■ **EXCERPT TO READ**
— Start —

You are viewing a plain text version of this content. The canonical link for it is here.

Posted to user@hadoop.apache.org by Sumit Kumar <sk...@yahoo.com.INVALID> on 2016/05/04 00:29:09 UTC

Re: Reconfigured Namenode stuck in safemode

Hello All,

We've been experimenting with namenode re-configuration in zookeeper based HA configuration. We've been able to automate the set up part using bigtop scripts. We're trying to use the same setup scripts for re-configuration should one of the namenodes die. I found that these scripts wait for namenode to exit safe mode by issuing following command:

hdfs dfsadmin -safemode wait
This works fine for the initial cluster setup part however for re-configuration, the new namenode occassionally gets stuck in safemode forever. For easier understanding lets say we launched a cluster with 5 hosts, nn1 and nn2 were running fine and at some point of time we replace nn1 with nn3 (a completely new host). For this replacement to take affect we change configurations on all the hosts to point to nn3 and restart hadoop daemons there. We're seeing that nn1 comes back online fine but nn3 remains stuck in safemode forever.
Running hdfs dfsadmin -safemode get, shows exactly the same: nn1 is fine (out of safemode) and nn3 in safemode. If i run

hdfs dfsadmin -safemode leave on nn3, it would leave safemode immediately and doing ls, cp, mv on hdfs would work just fine. We've been debating if this is an expected behavior and whether we should do one of the following:
- don't do safemode wait for reconfiguration
- set dfs.namenode.safemode.threshold-pct to 0 for reconfiguration so namenode would check-in immediately.

Seems like we're doing something suspicious here. I did read about hdfs edit logs, would nn3 be syncing all the hdfs edits from nn2 as it comes up? Do i need to worry about this for reconfiguration? Any recommendations on what logs we should look at or whether this approach seems good to automate? Would really appreciate any feedback.
Thanks,-Sumit

— End —

■ **DATASET EXCERPTS**
— Start —

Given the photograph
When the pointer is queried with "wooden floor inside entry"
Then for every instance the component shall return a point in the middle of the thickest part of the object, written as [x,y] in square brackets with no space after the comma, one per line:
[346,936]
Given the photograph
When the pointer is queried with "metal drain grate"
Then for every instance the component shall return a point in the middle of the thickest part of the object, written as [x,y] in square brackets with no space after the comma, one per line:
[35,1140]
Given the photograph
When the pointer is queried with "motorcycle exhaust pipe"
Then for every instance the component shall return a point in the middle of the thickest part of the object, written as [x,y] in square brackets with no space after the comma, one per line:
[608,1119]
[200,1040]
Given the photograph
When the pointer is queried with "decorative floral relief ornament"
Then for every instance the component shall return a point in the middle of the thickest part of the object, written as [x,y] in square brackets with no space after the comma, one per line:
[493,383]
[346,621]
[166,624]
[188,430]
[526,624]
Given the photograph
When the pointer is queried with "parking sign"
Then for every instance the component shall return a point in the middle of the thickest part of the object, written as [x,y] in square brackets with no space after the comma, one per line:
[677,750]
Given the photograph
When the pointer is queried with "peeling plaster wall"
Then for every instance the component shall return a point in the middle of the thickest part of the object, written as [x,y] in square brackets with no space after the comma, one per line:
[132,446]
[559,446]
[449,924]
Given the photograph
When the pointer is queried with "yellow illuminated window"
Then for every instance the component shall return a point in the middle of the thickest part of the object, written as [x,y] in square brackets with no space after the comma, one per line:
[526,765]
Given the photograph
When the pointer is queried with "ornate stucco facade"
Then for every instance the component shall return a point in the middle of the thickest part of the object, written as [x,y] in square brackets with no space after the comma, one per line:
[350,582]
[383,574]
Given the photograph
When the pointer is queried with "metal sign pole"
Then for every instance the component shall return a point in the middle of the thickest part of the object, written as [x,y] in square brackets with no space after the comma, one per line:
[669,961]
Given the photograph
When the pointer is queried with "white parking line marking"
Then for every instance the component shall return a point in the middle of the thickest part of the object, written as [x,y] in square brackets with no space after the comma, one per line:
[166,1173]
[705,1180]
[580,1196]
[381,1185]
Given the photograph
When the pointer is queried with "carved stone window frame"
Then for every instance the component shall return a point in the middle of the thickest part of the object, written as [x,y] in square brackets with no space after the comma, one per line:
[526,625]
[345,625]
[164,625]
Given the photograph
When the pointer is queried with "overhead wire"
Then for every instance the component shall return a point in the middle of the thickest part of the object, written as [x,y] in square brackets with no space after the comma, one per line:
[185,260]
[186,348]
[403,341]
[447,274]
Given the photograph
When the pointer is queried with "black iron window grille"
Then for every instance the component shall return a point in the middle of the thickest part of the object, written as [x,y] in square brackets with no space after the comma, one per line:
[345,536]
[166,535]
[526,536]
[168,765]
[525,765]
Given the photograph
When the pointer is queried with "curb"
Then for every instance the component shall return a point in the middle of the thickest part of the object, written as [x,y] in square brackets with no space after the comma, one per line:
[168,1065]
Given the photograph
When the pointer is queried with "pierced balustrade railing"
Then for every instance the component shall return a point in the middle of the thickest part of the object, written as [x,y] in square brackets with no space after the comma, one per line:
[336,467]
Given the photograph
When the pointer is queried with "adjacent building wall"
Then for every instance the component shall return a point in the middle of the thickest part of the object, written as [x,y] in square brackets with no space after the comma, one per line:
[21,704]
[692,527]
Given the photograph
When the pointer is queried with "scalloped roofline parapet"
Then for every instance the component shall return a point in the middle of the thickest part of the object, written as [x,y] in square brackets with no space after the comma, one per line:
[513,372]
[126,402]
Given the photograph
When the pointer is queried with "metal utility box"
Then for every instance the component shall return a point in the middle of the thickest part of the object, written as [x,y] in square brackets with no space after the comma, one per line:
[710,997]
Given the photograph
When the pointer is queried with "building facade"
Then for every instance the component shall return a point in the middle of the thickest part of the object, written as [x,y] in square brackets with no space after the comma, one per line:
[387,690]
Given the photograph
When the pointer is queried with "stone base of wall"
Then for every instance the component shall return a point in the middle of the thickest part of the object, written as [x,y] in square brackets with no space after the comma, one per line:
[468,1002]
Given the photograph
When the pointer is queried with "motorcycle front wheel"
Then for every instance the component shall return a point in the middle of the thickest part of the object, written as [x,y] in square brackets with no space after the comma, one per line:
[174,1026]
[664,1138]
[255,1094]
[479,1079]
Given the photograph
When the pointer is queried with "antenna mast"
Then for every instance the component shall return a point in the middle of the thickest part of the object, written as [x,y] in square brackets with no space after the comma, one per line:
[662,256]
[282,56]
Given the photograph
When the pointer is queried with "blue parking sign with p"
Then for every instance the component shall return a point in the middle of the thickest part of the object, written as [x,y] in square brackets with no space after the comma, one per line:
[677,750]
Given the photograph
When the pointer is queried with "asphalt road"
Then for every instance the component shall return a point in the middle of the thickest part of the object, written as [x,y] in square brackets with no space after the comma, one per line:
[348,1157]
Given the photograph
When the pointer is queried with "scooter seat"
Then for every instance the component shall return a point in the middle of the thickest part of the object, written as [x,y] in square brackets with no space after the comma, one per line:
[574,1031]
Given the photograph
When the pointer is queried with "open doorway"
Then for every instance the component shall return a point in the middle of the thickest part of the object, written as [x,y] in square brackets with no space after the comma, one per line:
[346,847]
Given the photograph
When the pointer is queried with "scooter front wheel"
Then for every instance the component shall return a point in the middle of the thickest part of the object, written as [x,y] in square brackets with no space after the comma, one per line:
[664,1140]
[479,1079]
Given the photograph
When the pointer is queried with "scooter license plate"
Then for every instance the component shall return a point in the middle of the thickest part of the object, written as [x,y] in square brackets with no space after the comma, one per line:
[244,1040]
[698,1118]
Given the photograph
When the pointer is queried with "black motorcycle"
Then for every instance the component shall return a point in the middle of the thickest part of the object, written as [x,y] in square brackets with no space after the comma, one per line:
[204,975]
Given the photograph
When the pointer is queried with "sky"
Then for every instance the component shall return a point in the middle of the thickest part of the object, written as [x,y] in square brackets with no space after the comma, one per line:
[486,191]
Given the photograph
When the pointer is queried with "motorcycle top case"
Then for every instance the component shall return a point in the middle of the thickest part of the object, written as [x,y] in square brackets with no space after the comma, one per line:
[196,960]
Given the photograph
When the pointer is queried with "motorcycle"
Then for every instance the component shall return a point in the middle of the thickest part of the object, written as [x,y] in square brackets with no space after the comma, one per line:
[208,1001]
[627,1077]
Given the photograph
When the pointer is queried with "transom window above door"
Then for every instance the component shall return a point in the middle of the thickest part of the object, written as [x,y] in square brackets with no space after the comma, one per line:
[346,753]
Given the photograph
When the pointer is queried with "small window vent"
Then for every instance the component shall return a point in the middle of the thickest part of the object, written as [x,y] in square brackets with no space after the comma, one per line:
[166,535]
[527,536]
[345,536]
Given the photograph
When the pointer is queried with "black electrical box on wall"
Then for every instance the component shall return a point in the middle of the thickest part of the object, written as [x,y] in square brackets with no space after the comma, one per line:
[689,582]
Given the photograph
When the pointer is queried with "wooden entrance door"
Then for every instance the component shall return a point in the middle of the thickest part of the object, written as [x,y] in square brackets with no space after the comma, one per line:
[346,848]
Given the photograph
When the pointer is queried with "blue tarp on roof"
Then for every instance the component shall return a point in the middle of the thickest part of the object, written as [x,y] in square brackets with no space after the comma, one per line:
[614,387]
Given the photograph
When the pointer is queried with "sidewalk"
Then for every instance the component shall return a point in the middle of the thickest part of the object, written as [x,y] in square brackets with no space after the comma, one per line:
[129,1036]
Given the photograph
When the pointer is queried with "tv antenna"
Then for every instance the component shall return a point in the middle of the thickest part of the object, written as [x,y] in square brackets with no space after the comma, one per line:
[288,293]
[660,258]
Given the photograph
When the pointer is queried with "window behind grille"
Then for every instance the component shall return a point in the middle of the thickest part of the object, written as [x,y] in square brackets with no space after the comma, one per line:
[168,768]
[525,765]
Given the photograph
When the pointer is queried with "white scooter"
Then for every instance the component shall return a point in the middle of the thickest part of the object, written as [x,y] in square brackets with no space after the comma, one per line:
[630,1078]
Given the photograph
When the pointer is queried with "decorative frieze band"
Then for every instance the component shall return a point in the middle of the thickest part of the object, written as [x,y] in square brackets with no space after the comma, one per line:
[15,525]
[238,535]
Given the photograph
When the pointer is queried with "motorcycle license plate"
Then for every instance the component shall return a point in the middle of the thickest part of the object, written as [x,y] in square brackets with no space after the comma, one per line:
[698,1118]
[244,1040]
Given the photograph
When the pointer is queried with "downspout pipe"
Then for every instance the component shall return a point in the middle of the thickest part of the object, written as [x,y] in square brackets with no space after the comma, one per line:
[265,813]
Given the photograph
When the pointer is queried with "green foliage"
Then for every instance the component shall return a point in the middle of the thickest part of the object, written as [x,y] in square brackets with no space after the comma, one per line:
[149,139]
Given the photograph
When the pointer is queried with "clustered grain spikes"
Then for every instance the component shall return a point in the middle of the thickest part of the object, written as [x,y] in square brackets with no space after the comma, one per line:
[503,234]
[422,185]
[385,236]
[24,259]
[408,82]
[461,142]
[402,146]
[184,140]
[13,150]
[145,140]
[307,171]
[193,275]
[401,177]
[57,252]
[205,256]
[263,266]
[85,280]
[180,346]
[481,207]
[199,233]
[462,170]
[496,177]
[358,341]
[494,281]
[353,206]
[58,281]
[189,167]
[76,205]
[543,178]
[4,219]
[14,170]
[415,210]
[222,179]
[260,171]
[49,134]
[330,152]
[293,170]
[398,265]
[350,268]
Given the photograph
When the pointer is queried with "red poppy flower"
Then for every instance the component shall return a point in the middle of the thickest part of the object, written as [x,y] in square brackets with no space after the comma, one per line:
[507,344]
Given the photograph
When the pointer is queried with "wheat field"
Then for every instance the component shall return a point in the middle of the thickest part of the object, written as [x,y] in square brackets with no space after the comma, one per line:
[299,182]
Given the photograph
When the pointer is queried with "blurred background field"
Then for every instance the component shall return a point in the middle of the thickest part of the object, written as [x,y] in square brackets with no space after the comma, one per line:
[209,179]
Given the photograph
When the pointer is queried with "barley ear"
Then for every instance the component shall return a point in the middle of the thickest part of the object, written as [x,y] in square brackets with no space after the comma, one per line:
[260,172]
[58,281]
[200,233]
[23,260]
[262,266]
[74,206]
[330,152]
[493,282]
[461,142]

— End —

Please answer these from the post about the reconfigured namenode stuck in safemode:
1. What command do the setup scripts issue to wait for the namenode to exit safe mode?
2. How many hosts does the example cluster have?
3. Which setting is considered for being set to 0 during reconfiguration?
The lines above are separate material, unrelated to the post.

■ **RESULT**
1. hdfs dfsadmin -safemode wait
2. 5
3. dfs.namenode.safemode.threshold-pct